• **Extract to read**:
%%

In his sophomore season, Polson and the Colts finished the season with a record of 22–11. During that season, they won the 46th District championship (for the second straight season) but lost in the third round of the 12th Region championship tournament.

In his junior season, Polson and the Colts finished the season with a record of 28–9. During that season, they won the 46th District championship (for the third straight season), won the 12th Region championship (first time for Polson), but lost in the third round of the National City/KHSAA Boys Sweet Sixteen® Basketball Tournament.

In his senior season, Polson and the Colts finished the season with a record of 27–8. During that season, they won the 46th District championship (for the fourth straight season), won the 12th Region championship (second straight season), but lost in the second round of the PNC/KHSAA Boys Sweet Sixteen® Basketball Tournament.

Polson finished his high school career with a total of 482 assists, 429 rebounds, and 1,884 points. Polson was first team all state in his senior season.

==College career==
Jarrod Polson was originally a walk-on for the University of Kentucky Wildcats men's basketball team, however he quickly earned a full scholarship before his freshman year began, with Calipari calling him one of the best walk-ons he had ever had. In his freshman season, the cats finished the season with a record of 29–9. During that season, the cats won the SEC Championship, won the NCAA East Region Championship, but lost in the Final Four to Connecticut (55–56). Polson played a total of 31 minutes where he had 2 rebounds, 2 personal fouls, 3 turnovers, and 6 points.

In his sophomore season, the Cats finished the season with a record of 38–2. During that season, the cats won the Basketball Hall of Fame Tip-Off Championship, won the SEC Regular Season Championship, lost in the finals of the SEC Championship Tournament to Vanderbilt, won the NCAA South Region Championship, and won the NCAA National Championship. This is the Cats eighth time winning the National Championship. Polson played a total of 31 minutes where he had 4 rebounds, 1 assist, 2 steals, 4 personal fouls, 5 turnovers, and 1 point.

%%

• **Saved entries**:

%%

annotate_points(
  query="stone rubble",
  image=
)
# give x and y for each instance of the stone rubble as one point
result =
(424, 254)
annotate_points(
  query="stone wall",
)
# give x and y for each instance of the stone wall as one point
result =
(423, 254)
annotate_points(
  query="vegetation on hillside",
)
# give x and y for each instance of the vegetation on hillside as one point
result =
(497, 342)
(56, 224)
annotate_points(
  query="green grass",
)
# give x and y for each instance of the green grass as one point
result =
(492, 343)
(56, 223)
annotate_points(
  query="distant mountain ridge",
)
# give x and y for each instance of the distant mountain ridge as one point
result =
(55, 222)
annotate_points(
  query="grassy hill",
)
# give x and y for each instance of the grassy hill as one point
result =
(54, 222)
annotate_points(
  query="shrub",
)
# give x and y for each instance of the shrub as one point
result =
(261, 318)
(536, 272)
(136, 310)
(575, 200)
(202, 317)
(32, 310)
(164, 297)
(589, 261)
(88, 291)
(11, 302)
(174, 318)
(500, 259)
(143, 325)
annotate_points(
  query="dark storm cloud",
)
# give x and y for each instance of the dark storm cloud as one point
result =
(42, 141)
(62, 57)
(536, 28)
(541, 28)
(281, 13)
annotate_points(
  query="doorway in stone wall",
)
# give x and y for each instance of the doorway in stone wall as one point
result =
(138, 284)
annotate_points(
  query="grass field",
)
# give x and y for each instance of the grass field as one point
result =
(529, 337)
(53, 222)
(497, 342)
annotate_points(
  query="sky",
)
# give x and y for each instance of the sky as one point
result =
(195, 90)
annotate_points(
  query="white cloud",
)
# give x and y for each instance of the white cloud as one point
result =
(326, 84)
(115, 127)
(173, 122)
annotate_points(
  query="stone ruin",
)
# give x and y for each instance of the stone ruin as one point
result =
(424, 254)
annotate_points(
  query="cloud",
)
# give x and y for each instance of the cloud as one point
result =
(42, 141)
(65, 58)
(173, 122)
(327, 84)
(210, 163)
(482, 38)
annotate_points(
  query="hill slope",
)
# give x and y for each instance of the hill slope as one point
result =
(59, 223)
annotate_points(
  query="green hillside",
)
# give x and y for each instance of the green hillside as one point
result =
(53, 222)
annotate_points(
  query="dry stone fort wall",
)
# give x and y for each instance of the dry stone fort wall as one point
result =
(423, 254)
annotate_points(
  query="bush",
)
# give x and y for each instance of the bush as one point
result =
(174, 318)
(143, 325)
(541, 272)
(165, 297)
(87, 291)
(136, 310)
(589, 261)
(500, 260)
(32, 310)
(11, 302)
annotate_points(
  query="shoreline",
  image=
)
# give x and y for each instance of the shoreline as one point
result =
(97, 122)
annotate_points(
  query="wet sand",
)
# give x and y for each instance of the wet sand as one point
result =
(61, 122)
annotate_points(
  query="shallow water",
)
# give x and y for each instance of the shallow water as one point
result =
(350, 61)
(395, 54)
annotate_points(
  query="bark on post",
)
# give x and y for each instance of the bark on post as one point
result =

%%

• **Activity**:
Tell whether each statement agrees with the passage on Jarrod Polson, answering yes or no and quoting the words of the passage that decide it.
1. Polson's high school team won the 12th Region championship in his junior season.
2. Polson scored 6 points in his sophomore season at Kentucky.
3. Polson ended his high school career with more than 2,000 points.
You can set the saved entries aside, since none of them is needed here.

• **Response to the task**:
1. Yes: "won the 12th Region championship (first time for Polson)"
2. No: "5 turnovers, and 1 point"
3. No: "and 1,884 points"